▶ [TASK PROMPT]: Copy every one of the entries below word for word, changing nothing.

▶ [Extracted data entries]:
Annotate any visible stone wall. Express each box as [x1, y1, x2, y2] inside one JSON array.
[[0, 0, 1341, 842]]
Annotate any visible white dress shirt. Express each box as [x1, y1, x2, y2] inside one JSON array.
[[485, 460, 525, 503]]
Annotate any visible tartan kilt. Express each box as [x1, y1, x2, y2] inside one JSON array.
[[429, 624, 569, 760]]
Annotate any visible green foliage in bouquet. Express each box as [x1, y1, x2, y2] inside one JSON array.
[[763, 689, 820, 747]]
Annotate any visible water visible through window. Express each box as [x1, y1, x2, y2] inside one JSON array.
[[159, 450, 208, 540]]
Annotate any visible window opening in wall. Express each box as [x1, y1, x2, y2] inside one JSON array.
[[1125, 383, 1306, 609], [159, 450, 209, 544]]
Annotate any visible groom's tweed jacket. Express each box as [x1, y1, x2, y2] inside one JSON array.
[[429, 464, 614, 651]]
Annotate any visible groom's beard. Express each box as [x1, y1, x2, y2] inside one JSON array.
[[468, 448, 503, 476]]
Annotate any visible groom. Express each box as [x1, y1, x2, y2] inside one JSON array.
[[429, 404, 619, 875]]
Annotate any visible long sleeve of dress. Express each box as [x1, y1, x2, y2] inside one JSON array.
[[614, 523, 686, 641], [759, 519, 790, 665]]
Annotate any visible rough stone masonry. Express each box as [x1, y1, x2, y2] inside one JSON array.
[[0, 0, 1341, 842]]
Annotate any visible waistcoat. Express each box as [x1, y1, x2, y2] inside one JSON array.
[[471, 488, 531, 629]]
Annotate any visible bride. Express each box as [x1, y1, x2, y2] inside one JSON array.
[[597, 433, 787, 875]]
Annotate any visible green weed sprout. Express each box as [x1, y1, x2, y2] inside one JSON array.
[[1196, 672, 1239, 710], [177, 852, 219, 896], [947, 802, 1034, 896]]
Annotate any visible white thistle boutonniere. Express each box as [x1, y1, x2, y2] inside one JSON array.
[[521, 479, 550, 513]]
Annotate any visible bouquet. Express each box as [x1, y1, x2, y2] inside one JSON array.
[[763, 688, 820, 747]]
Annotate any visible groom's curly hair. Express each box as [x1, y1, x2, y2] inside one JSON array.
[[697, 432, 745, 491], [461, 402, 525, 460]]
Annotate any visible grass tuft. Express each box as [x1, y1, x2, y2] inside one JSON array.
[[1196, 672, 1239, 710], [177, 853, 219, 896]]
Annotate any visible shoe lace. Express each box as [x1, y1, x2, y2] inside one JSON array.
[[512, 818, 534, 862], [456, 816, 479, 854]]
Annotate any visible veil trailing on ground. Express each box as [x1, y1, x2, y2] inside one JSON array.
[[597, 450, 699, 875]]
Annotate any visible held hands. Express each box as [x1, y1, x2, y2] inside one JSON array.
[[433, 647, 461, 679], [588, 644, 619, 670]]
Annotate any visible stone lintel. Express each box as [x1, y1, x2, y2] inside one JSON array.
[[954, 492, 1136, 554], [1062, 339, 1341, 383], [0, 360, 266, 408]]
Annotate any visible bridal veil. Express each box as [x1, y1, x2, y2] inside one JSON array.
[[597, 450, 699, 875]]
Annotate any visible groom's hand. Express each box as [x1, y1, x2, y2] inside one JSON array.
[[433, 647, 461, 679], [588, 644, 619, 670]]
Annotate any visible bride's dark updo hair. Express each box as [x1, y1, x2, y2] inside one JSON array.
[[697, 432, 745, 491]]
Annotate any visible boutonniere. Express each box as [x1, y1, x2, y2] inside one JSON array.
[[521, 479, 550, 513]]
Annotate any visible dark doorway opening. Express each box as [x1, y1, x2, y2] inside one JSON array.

▶ [FINAL ANSWER]:
Annotate any visible stone wall. Express each box as [x1, y1, x2, y2] inside one JSON array.
[[0, 0, 1341, 842]]
Annotate any visible white dress shirt. Express each box as [x1, y1, x2, y2] inside one JSON array.
[[485, 460, 525, 503]]
Annotate any visible tartan kilt. Express each box as [x1, y1, x2, y2] inside one JSON array.
[[429, 624, 569, 760]]
Annotate any visible green foliage in bouquet. Express each box as [x1, y1, x2, y2] inside one JSON array.
[[763, 689, 820, 747]]
Annotate any visible water visible through window. Express each box as [x1, y1, x2, y2] inside one JSON array.
[[159, 450, 208, 540]]
Annotate any visible window opening in wall. Express each box as [x1, y1, x2, y2] inside one JSON array.
[[1125, 383, 1306, 609], [159, 450, 209, 544]]
Annotate any visible groom's tweed jacket. Express each box as [x1, y1, x2, y2] inside one JSON array.
[[429, 464, 614, 651]]
Annotate any visible groom's beard. Express each box as [x1, y1, x2, y2] inside one JSON array.
[[468, 448, 503, 476]]
Annotate any visible groom. Express each box as [x1, y1, x2, y2] inside one JSON array.
[[429, 404, 619, 875]]
Annotate any visible long sleeve of dress. Express each box as [x1, y1, x2, y2] inside one JSON array.
[[614, 523, 686, 641], [759, 519, 790, 665]]
Annotate any visible rough stone masonry. Express each box as [x1, y1, x2, y2] inside one JSON array.
[[0, 0, 1341, 842]]
Annotate any visible waistcoat. Express each box as [x1, y1, x2, y2] inside one JSON array.
[[471, 488, 531, 629]]
Annotate any visible bride. Express each box as [x1, y1, x2, y2] inside one JSON array.
[[597, 433, 787, 875]]
Annotate any visible green weed sprout. Express each box as [x1, y1, x2, y2] inside one JSON array.
[[1196, 672, 1239, 710], [177, 852, 219, 896], [947, 802, 1034, 896]]
Annotate any visible white thistle boutonniere. Express each box as [x1, y1, x2, y2] inside one JSON array.
[[521, 479, 550, 513]]
Annotate any visible bouquet. Express each box as [x1, y1, x2, y2] inside one JSON array.
[[763, 688, 820, 747]]
Annotate any visible groom's curly hair. Express each box as [x1, y1, x2, y2] inside one JSON array.
[[697, 432, 745, 491], [461, 402, 525, 460]]
Annotate any visible grass tuft. Express each box as [x1, y1, x2, y2] inside one JSON array.
[[1196, 672, 1239, 710], [177, 853, 219, 896]]
Annotate any visible shoe lace. Express each box as [x1, y1, x2, y2] inside one JSON array.
[[512, 818, 534, 862], [456, 816, 479, 854]]
Annotate any visible veil trailing on ground. Express each box as [x1, y1, x2, y2] inside one JSON array.
[[597, 450, 699, 875]]
Annotate any visible held hands. Express each box as [x1, y1, x2, y2] inside one JSON array.
[[433, 647, 461, 679], [588, 644, 619, 670]]
Annotate any visible stone lintel. Express each box as [x1, y1, x2, y2] inside one JSON array.
[[954, 492, 1136, 554], [1062, 339, 1341, 383], [0, 360, 266, 408]]
Annotate any visible bridal veil. Express each box as [x1, y1, x2, y2] inside one JSON array.
[[597, 450, 699, 875]]
Annotate any visible groom's hand. Express each box as [x1, y1, x2, y2] inside one JSON array.
[[433, 647, 461, 679], [588, 644, 619, 670]]
Annotate any visible bride's dark updo hair. Express each box as [x1, y1, x2, y2] inside one JSON array.
[[697, 432, 745, 491]]
Annotate any visible boutonniere. Express each box as [x1, y1, x2, y2] inside one JSON array.
[[521, 479, 550, 513]]
Annotate any visible dark doorway opening. Express each box as [x1, y1, x2, y2] inside one JSON array.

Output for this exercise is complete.